Rubrica Art&Culture by Creta Ornis
E’ da poco sorta l’alba, ma non avete fretta stamattina. Sorridete, mentre aprite gli occhi, al nuovo giorno. Non dovrete andare al lavoro. Insieme ai vostri familiari e ad amici, venuti da fuori città, vi recherete al teatro di Dioniso, sulle pendici meridionali dell’Acropoli. E’ già trascorso un anno dallo scorso Elafebolione(mese di Marzo-Aprile) ed è di nuovo tempo delle Grandi Dionisie, o Dionisie Urbane, una delle feste più solenni del mondo greco; per ben una settimana la comunità intera sospenderà la realtà quotidiana. Le pratiche comuni, infatti, come il lavoro, verranno accantonate, per consentire a tutti i cittadini, perfino ai più poveri, di lasciarsi assorbire interamente dalla realtà complessa, concreta e alternativa che ingloberà, in un mondo parallelo, attori e spettatori dell’evento teatrale.
Questo succedeva nell’Atene del V secolo a. C. Fu in quella superba città, in quel fortunato periodo storico che, uomini geniali come Eschilo, Sofocle ed Euripide si trovarono a creare e ciò che venne fuori dalla loro infinita maestria è una delle più importanti invenzioni al mondo:il teatro, appunto.
Siete mai stati orgogliosi di essere nati nella bella città di Siracusa? Chiunque abbia un minimo di conoscenza del suo glorioso passato non può non esserlo. Uno dei vanti della città è il teatro greco, uno dei meglio conservati dell’antichità, uno dei pochi in cui venivano esportati gli spettacoli teatrali, fatti espressamente per la città di Atene. Qui, dal 1914, si tengono le rappresentazioni classiche, arrivate ormai al 52° ciclo.

________

Compiti da svolgere –
a: Nel testo sul teatro greco, da quale anno si tengono le rappresentazioni classiche a Siracusa?
b: Riprendi, per favore, il testo sul teatro greco dopo l'ultima frase riportata.
Le voci non hanno alcun legame con il testo sul teatro greco.

________

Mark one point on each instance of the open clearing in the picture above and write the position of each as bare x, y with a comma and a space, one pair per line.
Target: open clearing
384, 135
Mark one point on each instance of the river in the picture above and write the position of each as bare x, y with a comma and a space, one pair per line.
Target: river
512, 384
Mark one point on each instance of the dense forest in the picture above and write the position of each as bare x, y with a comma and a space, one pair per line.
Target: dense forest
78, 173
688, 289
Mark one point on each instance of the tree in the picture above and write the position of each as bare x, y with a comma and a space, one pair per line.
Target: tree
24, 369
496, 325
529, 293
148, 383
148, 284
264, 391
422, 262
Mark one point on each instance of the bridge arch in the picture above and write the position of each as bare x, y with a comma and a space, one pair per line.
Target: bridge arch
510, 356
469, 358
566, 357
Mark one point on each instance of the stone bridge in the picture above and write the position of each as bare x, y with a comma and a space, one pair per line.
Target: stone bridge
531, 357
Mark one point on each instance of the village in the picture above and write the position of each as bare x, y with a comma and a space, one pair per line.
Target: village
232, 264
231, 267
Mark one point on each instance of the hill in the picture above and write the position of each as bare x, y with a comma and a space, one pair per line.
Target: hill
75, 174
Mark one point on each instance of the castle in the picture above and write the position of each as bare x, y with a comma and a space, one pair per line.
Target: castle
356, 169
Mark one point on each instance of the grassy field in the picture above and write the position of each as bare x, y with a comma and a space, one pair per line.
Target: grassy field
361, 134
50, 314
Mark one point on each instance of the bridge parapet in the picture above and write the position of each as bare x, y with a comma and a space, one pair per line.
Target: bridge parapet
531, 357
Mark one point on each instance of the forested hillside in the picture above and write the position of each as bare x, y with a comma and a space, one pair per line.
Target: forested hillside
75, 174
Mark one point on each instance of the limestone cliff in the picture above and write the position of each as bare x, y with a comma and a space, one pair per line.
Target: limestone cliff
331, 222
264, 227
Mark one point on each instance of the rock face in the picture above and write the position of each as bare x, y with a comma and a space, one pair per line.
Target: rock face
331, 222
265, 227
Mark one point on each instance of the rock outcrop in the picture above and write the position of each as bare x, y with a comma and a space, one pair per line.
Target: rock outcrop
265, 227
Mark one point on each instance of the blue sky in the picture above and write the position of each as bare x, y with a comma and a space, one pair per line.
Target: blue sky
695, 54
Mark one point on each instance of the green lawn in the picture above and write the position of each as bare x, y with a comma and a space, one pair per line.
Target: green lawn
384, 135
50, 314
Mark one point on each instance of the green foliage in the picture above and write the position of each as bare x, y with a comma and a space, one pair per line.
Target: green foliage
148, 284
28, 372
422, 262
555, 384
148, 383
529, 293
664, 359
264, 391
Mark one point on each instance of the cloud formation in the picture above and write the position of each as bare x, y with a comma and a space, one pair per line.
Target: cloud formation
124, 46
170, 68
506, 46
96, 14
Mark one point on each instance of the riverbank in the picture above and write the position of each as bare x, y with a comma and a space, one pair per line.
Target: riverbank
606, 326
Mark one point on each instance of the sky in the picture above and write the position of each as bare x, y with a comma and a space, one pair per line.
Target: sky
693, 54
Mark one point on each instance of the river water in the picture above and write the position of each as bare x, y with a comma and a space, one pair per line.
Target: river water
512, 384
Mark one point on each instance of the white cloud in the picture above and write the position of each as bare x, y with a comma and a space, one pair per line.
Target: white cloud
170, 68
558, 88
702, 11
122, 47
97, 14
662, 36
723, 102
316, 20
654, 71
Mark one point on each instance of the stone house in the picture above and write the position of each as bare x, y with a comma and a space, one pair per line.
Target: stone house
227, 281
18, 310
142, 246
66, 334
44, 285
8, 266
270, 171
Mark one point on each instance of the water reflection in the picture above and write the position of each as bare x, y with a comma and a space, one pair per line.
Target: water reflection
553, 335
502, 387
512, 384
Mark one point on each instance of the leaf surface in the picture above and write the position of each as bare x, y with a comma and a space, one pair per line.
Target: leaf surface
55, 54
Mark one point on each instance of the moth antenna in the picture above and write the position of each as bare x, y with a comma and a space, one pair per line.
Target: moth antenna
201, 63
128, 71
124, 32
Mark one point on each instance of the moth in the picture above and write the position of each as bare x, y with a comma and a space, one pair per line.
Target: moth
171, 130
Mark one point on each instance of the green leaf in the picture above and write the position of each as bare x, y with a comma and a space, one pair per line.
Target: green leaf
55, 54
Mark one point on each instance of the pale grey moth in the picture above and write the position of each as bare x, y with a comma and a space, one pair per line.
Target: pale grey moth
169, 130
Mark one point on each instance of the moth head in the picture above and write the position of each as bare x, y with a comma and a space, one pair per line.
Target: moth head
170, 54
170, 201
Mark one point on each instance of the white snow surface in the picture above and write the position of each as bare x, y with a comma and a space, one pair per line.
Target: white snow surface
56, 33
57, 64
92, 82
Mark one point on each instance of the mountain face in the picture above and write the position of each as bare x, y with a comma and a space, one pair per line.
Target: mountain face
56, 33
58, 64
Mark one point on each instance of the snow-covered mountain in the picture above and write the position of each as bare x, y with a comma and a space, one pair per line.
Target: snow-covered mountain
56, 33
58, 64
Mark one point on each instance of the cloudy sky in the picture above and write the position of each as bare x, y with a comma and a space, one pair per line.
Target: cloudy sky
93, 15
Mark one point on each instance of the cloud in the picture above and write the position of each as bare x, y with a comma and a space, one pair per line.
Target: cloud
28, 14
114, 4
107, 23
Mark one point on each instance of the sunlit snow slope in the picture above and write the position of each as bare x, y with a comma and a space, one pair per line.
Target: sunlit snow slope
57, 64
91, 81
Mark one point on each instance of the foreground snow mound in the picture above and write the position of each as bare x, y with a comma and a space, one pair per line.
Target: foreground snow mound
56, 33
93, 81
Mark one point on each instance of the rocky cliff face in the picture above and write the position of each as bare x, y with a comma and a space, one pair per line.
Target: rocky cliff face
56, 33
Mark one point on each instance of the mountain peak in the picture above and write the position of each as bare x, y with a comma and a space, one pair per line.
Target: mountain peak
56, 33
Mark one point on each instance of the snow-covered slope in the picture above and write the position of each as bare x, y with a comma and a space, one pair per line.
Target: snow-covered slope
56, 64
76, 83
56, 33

________

Soluzioni dell'esercizio –
a: Dal 1914.

b:
Dal 13 Maggio al 19 Giugno 2016
verranno messe in scena
l’Elettra di Sofocle e l’Alcesti di Euripide;
dal 23 al 26 giugno 2016
Fedra di Seneca (in scena per la prima volta a Siracusa).
L’INDA (Istituto Nazionale del Dramma Antico), che si occupa di divulgare la conoscenza delle tragedie e commedie greche e romane, ha scelto di tingere di rosa l’evento, com’è evidente dal fatto che, tutte le opere ruotano attorno a figure femminili. Elettra e Alcesti sono due tragedie greche sui generis, accomunate dal fatto di essere stranamente ‘a lieto fine’, cosa rarissima nel teatro antico, e Fedra, che è un’opera latina, era forse stata scritta più per la lettura che per la messa in scena, ma ciò non esclude che nel passato sia stata rappresentata in teatro.
Sarà Carlo Cerciello, pluripremiato regista napoletano, a dirigere Fedra di Seneca al #Teatro Greco di #Siracusa #stagione2016
— Fondazione Inda (@Fondazione_Inda) 10 marzo 2016
Elettra è stata scritta da Sofocle verosimilmente dopo il 425 a.C. La scena si svolge alla corte di Micene. La protagonista, di cui il drammaturgo ha fatto un sapiente ritratto psicologico, è estremamente moderna: una donna forte, dalla grande personalità, intensa, mossa da un odio implacabile nei confronti della madre, la regina Clitemestra e del suo amante, Egisto, colpevoli di aver ucciso il padre, il re Agamennone ed averne usurpato il trono. La speranza della nostra eroina, perennemente sulla scena, e la sua folle sete di vendetta sono incentrate sulla figura del fratello lontano, Oreste. A sentire il suo nome, la madre, donna misera e malvagia, trema, temendo per la sua vita e per quella dell’uomo che ama.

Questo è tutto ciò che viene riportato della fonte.